**Brano di testo**
Il declino delle democrazie liberali occidentali? Tutta colpa dei partiti populisti

La rassegna stampa europea di questa settimana. Al centro l'eventuale successo di Marine Le Pen alle presidenziali francesci che getterebbe l'Europa nel caos e l'insostenibilità del debito greco

Il declino dell’Europa e dell’ordine liberale?

The Unmaking of Europe: così il il New York Times titola un editoriale di Roger Cohen, che avverte che in Occidente sono le stesse fondamenta delle democrazie liberali – dalla stampa libera all’indipendenza del potere giudiziario – a essere minacciate dagli attacchi dei partiti populisti, xenofobi e nazionalisti. Cohen sottolinea come i partiti e i media tradizionali siano stati sorpassati nel momento in cui i social network hanno permesso ai leader populisti di comunicare direttamente al popolo, e conclude affermando la necessità da parte delle democrazie di adattarsi e di affrontare i loro “nemici interni”.

Secondo Clemens Fuest – direttore dell’Institute for Economic Research (IFO) di Monaco – le promesse dei politici populisti sono completamente irrealizzabili, dal momento che propongono sistematicamente politiche macroeconomiche espansive senza tener conto delle ripercussioni sull’inflazione o sul debito pubblico. Secondo l’autore, per combattere la deriva populista i partiti tradizionali dovrebbero incorporare i populisti stessi in coalizioni di governo; Fuest propone inoltre maggiori investimenti nel settore educativo e nei programmi di formazione professionale a beneficio dei meno abbienti, i più sensibili al richiamo dei partiti populisti.

Sulla Harvard Gazette Christina Pazzanese intervista Bart Bonikowski e Grzegorz Ekiert. Bonikowski richiama l’attenzione sulla minaccia che le forze populiste pongono alla stabilità del vecchio continente, delle relazioni USA-UE e dello scenario mediorientale. In particolare, un eventuale successo di Marine Le Pen alle presidenziali in Francia rischierebbe di far sprofondare l’Europa nel caos.

Secondo Michael Ivanovitch (CNBC) invece, per quanto frammentata possa sembrare la situazione politica europea, le decisioni di politica monetaria sono saldamente in mano a una Banca Centrale Europea solida e autorevole, e la stabilità dell’euro non è a rischio. Per di più, alcune delle minacce alla stabilità dell’UE potrebbero essere sovrastimate: ad esempio, è facile vedere un bluff dietro gli accenni alla Frexit da parte di Marine Le Pen, visto che il suo bacino elettorale non sarebbe lontanamente sufficiente a sostenere tale posizione.

Se davvero sullo scenario della politica mondiale si sta preparando uno scontro tra forze liberali e forze illiberali, August Winkler (Die Welt) mette in guardia dagli eccessi di pessimismo: potrebbe esserci ancora spazio per una rinnovata difesa dei valori liberali che hanno plasmato le moderne società democratiche.

Concentrandosi sul dibattito presidenziale francese, Satyajit Das (The Independent) fa notare il potenziale appeal del Front National sugli elettori di sinistra. Le proposte di politica economica della Le Pen sono vicine a quelle del centro-sinistra e il “nazionalismo francese” attrae elettori tanto a sinistra quanto a destra.

**Dati di partenza**
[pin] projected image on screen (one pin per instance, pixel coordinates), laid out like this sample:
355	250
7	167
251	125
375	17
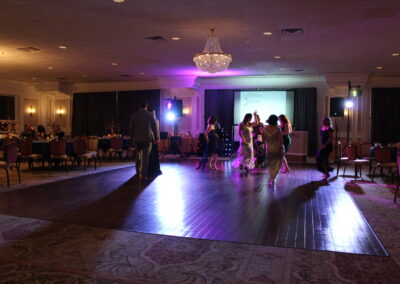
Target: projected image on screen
264	102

**Compiti richiesti**
A – Riformatti tutte le voci come elenco numerato, tralasciando le righe vuote. Non includa le immagini nella risposta.
B – Riprenda la rassegna stampa europea sul populismo dal punto in cui termina.

**Risposte all'esercizio**
A –
1. [pin] projected image on screen (one pin per instance, pixel coordinates), laid out like this sample:
2. 355	250
3. 7	167
4. 251	125
5. 375	17
6. Target: projected image on screen
7. 264	102

B –
Parallelamente, sul Guardian, Josh Bornstein si concentra sulle responsabilità della sinistra per quanto riguarda la crescita delle forze populiste. Negli ultimi dieci anni di crisi, le forze progressiste sono state incapaci di elaborare un’alternativa concreta alle politiche neoliberali. D’altra parte, “la capacità della destra di disfarsi dei propri principi, di far leva sul razzismo e sulla xenofobia […] non può essere eguagliata”, afferma Bornstein.

Il New York Times avverte che in Occidente le fondamenta delle democrazie liberali – dalla stampa libera all’indipendenza del potere giudiziario – sono minacciate dagli attacchi dei partiti populisti, xenofobi e nazionalisti. L’eventuale successo di Marine Le Pen alle presidenziali in Francia rischierebbe di far sprofondare l’Europa nel caos

Grexit: lo scontro tra la Germania e il FMI

Su Bruegel, Silvia Merler discute dello scontro tra il Fondo Monetario Internazionale (FMI) e istituzioni europee sulla sostenibilità del debito greco. Uno dei punti di divergenza è la diversa valutazione della salute del settore bancario. Merler suggerisce che il grande numero di non-performing loans (NPL) e non-performing exposures (NPE) nei bilanci delle istituzioni finanziarie è piuttosto preoccupante e dà credito alla posizione dell’FMI.

Sull’Independent, IndyVoices ricorda che il disastro del debito greco continua ad essere un problema umanitario oltre che finanziario. Secondo gli autori, ad oggi, il settore sanitario e quello pensionistico non possono permettersi di subire ulteriori tagli, e che le strade possibili per una “rinascita” economica della Grecia passano, oltre che dalle riforme strutturali, da un allentamento del debito o da una svalutazione della moneta.

Su Social Europe, Björn Hacker e Cédric Koch portano avanti una critica a Schäuble, il Ministro delle Finanze tedesco, che ha di nuovo fatto riferimento alla possibilità di un’uscita della Grecia dall’euro, e si interrogano sulla “testardaggine” con cui le élite tedesche interpretano le politiche di austerità e la stabilità dei conti. Secondo gli autori ciò si spiega a partire dal fatto che la maggior parte degli attori economici – sia nel mondo accademico sia nell’impresa – condivide sostanzialmente la visione economica del governo. Negli ultimi anni infatti qualunque proposta economica “alternativa” non è mai riuscita a trovare sostegno sufficiente nell’orizzonte politico.

In questo senso, l’Economist sottolinea come la discesa in campo di Martin Schulz possa invece rivelarsi dirompente per la politica tedesca: nell’imminente competizione elettorale si potrebbe assistere a un aspro scontro ideologico. Secondo il magazine britannico, il candidato dell’SPD proverà a far leva sulla solidarietà a livello europeo e su una maggiore regolazione del mercato del lavoro.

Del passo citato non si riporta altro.